- _WORK INSTRUCTIONS_
**A)** In the Book TV listing, what cause did Robert Bartley give for the recession of the early 1990s, and what cause did he reject?
**B)** From the Book TV listing, quote the stretch from "Saturday, November 22" through "at 4:15 p.m.)".

- _GIVEN PASSAGE_
☆ ☆ ☆ ☆ ☆
Book TV airs on C-Span 2 from 8 a.m. Saturday to 8 a.m. Monday and focuses on political and historical books as well as the book industry. The following are highlights for this coming weekend. For more information, go to Book TV's website.
Saturday, November 22
8 a.m. For an event hosted by the Flying Pig Bookstore, Shelburne, Vt., Greg Melville, author of Greasy Rider: Two Dudes, One Fry-oil-powered Car, and a Cross Country Search for a Greener Future (Algonquin, $15.95, 9781565125957/1565125959), recounts his 3,900-mile trip across the U.S. in a 1985 Mercedes station wagon retrofitted to run on vegetable oil. (Re-airs Saturday at 8 p.m., Sunday at 2:30 a.m. and Monday at 6 a.m.)
9 a.m. Marie Arana, editor of the Washington Post BookWorld, and Robert Weil, executive editor at Norton, discuss the current state of the publishing industry and the future of books. (Re-airs Sunday at 4:15 p.m.)
6 p.m. Encore Booknotes. For a segment that first aired in 1992, Robert Bartley, author of The Seven Fat Years and How to Do it Again, claimed that the years of recession in the early 1990s were not a result of the greed of the '80s but of economists of the '90s abandoning the practices of the '80s.
7 p.m. Cherie Blair, wife of former U.K. Prime Minister Tony Blair, discusses her memoir, Speaking for Myself: My Life from Liverpool to Downing Street (Little, Brown, $30, 9780316031455/0316031453). (Re-airs Sunday at 1:30 a.m. and 1 p.m., and Monday at 7 a.m.)
☆ ☆ ☆ ☆ ☆
- _RAW DATA_
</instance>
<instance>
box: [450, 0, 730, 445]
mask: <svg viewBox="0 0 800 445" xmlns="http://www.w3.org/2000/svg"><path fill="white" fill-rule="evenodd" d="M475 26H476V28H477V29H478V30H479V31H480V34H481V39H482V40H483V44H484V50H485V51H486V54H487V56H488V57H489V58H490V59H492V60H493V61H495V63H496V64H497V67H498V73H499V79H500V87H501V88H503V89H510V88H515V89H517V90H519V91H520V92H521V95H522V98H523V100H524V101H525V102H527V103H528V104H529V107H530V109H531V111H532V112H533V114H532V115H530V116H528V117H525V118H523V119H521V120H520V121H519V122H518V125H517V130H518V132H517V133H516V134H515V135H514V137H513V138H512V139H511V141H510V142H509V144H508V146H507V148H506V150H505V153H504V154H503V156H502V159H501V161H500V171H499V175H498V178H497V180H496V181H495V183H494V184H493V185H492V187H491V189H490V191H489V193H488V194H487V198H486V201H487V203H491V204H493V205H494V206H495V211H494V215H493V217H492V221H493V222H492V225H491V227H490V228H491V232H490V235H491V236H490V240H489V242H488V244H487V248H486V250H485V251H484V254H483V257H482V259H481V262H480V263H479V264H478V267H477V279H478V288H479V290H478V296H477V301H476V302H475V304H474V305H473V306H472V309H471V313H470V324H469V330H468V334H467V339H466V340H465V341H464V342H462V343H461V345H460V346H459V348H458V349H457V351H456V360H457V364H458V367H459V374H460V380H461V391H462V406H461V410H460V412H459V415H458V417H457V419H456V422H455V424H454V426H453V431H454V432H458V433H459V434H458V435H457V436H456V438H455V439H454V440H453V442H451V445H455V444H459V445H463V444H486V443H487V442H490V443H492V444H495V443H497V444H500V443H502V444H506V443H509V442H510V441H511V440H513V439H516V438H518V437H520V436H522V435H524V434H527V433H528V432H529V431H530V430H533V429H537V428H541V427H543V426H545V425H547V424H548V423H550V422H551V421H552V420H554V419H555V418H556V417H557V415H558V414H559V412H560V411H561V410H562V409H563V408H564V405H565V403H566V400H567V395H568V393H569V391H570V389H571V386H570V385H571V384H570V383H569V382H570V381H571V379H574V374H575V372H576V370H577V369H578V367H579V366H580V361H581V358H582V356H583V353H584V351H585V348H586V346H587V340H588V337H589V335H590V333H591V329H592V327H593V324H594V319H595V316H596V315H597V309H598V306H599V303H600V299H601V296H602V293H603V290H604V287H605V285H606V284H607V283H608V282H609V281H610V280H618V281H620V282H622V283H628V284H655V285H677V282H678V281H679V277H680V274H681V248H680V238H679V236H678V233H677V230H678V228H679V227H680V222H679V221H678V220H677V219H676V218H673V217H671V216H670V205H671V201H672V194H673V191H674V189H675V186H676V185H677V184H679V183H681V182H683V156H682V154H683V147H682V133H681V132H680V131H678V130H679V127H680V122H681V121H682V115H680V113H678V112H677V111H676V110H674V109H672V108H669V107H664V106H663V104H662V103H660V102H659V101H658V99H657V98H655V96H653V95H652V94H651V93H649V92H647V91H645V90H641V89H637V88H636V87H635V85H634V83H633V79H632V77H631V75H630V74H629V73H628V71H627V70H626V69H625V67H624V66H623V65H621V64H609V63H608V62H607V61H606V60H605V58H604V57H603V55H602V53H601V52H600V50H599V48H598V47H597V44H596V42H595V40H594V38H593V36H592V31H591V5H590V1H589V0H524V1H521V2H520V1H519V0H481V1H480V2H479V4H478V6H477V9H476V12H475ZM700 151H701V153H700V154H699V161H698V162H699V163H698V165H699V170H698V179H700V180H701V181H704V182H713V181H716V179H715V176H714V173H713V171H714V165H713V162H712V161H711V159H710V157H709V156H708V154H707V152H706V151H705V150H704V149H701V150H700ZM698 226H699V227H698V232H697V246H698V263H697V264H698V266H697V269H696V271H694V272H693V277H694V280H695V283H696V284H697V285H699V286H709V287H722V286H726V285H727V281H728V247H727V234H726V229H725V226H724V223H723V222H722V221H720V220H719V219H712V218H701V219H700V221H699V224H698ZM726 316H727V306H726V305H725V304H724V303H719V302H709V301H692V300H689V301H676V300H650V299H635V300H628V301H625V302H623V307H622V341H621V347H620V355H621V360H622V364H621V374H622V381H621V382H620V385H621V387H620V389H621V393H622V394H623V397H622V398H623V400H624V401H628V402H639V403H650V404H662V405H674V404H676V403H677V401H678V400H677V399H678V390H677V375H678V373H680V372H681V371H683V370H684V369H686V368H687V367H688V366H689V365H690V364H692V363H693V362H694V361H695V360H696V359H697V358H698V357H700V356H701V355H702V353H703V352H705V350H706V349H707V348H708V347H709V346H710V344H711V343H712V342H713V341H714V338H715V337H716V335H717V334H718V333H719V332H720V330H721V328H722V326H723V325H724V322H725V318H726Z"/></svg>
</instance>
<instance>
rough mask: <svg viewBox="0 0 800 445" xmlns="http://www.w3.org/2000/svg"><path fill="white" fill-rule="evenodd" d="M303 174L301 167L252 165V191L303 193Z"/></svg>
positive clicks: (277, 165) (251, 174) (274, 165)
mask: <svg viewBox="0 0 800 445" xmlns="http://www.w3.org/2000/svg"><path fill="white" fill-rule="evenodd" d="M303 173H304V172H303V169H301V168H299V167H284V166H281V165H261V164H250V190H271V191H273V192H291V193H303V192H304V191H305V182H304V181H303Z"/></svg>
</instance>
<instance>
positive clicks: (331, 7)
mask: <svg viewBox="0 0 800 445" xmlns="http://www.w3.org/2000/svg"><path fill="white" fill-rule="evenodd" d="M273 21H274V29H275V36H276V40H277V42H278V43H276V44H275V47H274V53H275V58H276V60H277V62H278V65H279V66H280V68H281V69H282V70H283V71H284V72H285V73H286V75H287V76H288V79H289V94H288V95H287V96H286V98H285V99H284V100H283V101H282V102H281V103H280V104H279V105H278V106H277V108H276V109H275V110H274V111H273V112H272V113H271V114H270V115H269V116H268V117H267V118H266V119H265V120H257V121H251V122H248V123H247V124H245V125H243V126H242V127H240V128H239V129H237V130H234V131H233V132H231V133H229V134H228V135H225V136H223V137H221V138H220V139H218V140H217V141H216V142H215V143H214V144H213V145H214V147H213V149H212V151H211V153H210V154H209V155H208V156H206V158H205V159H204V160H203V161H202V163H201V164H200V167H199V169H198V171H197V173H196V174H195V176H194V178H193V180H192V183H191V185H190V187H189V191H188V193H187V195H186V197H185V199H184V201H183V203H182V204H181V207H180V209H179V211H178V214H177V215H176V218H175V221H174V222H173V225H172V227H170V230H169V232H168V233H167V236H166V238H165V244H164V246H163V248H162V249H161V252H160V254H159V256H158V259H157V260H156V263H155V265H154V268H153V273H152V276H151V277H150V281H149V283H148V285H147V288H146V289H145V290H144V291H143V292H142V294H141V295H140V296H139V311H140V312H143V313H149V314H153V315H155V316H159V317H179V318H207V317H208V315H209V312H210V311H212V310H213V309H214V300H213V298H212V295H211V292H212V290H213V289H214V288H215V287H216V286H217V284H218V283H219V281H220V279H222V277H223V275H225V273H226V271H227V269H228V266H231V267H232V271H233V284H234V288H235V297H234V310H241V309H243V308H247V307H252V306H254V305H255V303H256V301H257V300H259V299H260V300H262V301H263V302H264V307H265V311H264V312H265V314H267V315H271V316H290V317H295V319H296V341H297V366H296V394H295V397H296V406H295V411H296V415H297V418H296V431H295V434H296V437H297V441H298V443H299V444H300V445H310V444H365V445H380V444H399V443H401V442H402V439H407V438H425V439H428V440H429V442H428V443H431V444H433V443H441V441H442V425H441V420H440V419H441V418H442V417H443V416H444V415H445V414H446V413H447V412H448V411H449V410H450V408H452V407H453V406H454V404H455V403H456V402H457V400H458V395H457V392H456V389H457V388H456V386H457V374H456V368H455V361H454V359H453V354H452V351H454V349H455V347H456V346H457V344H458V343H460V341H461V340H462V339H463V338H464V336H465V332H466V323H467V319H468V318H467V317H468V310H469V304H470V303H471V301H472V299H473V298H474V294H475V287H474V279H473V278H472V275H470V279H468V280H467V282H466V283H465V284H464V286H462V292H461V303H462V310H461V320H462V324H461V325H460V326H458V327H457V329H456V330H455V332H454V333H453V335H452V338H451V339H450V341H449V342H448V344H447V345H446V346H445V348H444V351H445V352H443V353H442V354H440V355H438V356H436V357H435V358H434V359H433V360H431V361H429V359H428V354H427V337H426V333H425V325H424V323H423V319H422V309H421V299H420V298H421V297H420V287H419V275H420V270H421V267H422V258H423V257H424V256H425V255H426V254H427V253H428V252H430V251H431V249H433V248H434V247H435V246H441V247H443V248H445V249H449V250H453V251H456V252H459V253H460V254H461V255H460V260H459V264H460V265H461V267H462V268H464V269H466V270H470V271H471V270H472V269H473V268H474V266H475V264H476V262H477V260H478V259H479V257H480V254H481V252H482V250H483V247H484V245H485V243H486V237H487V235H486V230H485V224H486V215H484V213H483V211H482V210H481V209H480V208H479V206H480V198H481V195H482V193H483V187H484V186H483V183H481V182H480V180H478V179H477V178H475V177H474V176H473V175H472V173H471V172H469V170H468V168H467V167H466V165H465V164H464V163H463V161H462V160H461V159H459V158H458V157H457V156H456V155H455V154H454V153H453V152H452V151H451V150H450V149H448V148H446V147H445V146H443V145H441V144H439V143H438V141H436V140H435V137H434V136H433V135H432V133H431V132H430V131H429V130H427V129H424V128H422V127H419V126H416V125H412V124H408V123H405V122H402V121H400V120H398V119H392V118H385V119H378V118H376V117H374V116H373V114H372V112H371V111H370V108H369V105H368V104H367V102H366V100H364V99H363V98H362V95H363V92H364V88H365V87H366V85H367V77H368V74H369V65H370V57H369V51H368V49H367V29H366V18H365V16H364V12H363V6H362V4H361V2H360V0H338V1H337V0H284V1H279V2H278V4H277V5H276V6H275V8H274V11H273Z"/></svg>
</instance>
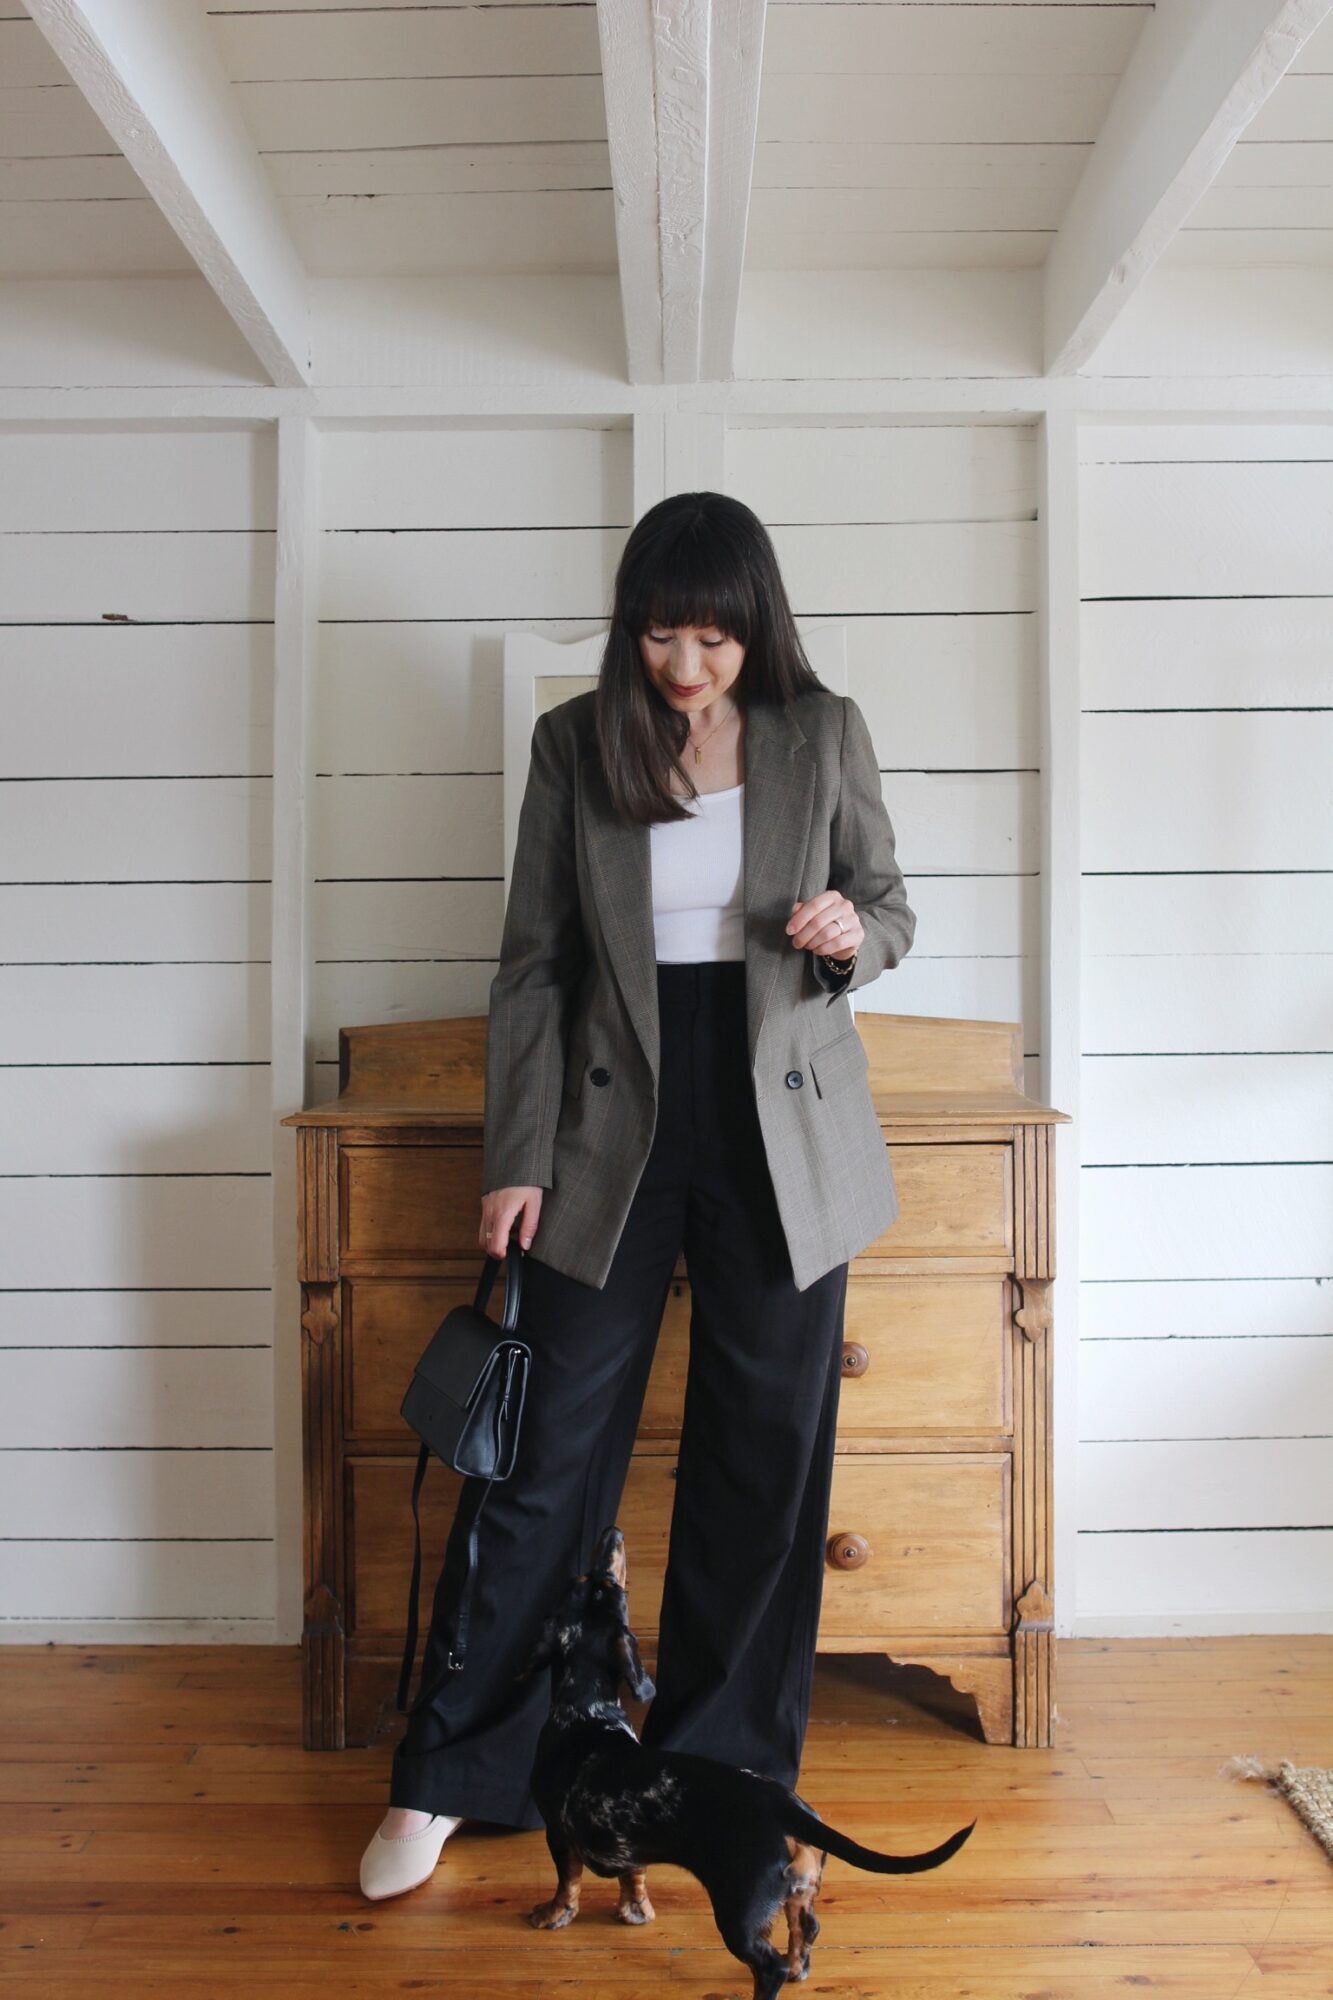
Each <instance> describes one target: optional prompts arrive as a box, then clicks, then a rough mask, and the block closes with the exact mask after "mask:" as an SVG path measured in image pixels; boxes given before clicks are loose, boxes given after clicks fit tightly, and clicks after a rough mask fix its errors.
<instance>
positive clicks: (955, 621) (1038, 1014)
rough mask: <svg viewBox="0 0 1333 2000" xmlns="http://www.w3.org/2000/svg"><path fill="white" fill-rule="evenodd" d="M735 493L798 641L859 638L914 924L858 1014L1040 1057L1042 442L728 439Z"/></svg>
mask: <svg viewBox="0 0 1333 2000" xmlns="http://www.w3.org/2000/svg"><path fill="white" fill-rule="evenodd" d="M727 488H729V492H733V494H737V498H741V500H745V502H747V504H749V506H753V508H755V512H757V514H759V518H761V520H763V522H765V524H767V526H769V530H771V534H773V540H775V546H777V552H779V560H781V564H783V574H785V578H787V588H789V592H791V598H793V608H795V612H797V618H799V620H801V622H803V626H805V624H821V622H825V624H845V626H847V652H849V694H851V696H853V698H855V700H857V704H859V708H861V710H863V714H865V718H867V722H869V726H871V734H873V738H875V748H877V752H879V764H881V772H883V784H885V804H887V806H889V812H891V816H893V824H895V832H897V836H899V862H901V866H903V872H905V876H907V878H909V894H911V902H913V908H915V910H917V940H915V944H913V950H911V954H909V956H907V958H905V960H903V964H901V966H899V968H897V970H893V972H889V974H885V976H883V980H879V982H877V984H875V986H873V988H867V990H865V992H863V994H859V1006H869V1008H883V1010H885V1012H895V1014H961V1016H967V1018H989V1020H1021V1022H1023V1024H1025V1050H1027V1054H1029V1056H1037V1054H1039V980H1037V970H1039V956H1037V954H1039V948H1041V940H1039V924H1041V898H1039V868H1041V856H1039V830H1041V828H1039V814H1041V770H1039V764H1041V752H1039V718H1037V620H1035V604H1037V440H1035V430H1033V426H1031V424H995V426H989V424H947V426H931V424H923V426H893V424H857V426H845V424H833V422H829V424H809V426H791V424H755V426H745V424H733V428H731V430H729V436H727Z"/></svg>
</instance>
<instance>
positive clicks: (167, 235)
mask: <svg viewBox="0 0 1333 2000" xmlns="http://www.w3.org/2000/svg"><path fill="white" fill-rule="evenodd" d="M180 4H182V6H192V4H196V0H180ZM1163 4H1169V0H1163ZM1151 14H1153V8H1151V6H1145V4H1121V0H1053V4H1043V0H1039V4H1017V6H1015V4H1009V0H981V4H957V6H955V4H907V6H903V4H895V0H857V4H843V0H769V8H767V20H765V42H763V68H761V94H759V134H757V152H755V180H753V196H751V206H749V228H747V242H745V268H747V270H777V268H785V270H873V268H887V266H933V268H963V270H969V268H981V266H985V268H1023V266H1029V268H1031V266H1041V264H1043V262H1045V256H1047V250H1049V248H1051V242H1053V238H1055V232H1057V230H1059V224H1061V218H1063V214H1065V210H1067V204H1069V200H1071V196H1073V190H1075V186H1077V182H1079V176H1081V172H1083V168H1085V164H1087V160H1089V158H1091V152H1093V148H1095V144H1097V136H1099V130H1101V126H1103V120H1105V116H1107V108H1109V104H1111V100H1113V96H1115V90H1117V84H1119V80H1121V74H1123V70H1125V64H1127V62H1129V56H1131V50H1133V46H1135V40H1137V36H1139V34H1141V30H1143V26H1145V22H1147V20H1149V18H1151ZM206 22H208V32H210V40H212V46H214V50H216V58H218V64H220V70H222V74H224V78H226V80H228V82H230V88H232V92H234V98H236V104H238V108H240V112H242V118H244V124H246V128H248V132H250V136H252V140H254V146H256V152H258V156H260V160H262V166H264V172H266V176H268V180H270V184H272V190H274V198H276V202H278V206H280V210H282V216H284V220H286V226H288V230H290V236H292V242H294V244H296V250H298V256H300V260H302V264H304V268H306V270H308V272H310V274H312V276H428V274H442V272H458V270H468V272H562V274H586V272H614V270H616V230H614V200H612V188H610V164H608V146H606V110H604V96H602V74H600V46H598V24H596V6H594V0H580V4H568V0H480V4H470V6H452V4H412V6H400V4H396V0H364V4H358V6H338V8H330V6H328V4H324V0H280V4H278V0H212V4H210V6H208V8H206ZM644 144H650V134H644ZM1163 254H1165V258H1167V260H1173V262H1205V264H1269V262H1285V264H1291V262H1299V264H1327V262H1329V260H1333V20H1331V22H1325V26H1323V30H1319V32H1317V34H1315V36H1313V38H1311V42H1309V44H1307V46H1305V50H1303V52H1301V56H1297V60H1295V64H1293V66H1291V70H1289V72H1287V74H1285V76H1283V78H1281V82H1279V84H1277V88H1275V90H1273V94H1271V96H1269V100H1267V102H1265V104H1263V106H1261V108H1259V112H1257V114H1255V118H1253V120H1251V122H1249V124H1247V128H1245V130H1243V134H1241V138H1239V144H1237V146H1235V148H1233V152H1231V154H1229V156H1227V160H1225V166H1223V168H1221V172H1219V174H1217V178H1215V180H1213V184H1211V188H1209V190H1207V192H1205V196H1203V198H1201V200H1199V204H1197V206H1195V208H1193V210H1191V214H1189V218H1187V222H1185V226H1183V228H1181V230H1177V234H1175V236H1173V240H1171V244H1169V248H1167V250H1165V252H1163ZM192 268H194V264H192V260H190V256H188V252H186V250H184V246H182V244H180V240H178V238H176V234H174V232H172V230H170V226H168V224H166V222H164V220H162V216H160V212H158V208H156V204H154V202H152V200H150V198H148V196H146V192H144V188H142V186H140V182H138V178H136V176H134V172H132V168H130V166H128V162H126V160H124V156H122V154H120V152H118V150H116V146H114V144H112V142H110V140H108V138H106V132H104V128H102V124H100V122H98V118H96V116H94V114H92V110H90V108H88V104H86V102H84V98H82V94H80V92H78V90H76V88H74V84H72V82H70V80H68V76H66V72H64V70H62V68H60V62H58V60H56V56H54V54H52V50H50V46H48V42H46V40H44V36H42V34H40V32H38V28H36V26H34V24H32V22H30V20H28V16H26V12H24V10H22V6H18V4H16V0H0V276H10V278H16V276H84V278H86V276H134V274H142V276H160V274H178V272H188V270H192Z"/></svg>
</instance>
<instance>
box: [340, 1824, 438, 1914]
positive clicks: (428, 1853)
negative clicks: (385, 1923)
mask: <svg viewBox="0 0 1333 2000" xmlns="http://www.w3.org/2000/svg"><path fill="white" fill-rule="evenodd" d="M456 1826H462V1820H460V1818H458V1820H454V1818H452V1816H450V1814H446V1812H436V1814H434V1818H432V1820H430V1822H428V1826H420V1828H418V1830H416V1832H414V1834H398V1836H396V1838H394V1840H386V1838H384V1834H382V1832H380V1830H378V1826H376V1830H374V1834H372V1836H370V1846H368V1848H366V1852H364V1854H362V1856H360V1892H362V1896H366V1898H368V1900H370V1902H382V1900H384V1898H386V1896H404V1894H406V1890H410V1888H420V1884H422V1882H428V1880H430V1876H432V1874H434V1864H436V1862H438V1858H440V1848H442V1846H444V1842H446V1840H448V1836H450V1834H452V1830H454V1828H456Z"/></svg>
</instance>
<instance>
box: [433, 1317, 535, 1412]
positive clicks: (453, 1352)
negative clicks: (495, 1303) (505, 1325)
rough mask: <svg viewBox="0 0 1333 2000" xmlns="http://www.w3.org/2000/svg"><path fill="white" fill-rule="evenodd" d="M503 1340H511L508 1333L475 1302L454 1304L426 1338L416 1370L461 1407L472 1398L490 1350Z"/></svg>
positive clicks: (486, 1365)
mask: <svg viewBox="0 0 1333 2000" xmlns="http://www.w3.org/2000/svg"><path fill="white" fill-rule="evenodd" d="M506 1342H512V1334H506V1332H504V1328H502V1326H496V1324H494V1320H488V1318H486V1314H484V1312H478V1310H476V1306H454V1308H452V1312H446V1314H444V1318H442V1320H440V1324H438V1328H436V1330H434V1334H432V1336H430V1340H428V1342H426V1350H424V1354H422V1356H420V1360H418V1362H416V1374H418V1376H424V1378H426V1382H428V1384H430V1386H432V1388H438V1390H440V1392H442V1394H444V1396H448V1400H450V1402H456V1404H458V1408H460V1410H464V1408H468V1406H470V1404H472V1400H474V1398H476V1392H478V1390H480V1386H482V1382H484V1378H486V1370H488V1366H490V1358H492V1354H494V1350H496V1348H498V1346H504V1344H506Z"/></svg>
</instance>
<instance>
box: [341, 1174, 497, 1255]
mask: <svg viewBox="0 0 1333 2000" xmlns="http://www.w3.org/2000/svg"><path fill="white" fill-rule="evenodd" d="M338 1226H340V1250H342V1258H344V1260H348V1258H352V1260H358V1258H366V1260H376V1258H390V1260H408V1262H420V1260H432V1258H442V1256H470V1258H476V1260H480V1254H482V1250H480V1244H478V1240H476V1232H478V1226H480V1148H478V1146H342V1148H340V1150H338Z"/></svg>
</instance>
☆ ☆ ☆ ☆ ☆
- _ANSWERS TO EACH TASK_
**A)** Bartley claimed that the recession resulted from economists of the '90s abandoning the practices of the '80s. He rejected the view that it was caused by the greed of the '80s.

**B)**
Saturday, November 22
8 a.m. For an event hosted by the Flying Pig Bookstore, Shelburne, Vt., Greg Melville, author of Greasy Rider: Two Dudes, One Fry-oil-powered Car, and a Cross Country Search for a Greener Future (Algonquin, $15.95, 9781565125957/1565125959), recounts his 3,900-mile trip across the U.S. in a 1985 Mercedes station wagon retrofitted to run on vegetable oil. (Re-airs Saturday at 8 p.m., Sunday at 2:30 a.m. and Monday at 6 a.m.)
9 a.m. Marie Arana, editor of the Washington Post BookWorld, and Robert Weil, executive editor at Norton, discuss the current state of the publishing industry and the future of books. (Re-airs Sunday at 4:15 p.m.)